### [Task prompt]
From the line holding "of the cloudy" to the final line of the entries, set down each line exactly, including both, and nothing more.

Image point grounding data
=== Section Start ===

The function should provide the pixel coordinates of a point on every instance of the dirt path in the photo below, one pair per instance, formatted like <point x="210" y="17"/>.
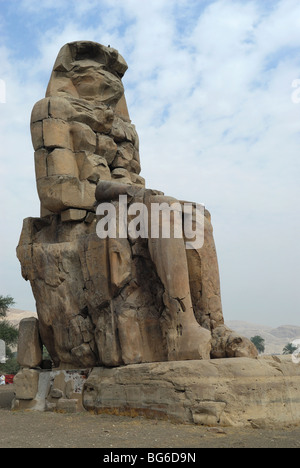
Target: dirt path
<point x="43" y="430"/>
<point x="84" y="430"/>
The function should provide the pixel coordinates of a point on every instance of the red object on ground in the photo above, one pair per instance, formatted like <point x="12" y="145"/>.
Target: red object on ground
<point x="9" y="379"/>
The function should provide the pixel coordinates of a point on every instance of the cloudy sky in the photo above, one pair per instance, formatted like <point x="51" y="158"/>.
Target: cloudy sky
<point x="210" y="90"/>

=== Section End ===

### [Output for this exercise]
The function should provide the pixel coordinates of a point on every instance of the cloudy sky in the photo above, one pair per instance, formatted like <point x="51" y="158"/>.
Target: cloudy sky
<point x="210" y="90"/>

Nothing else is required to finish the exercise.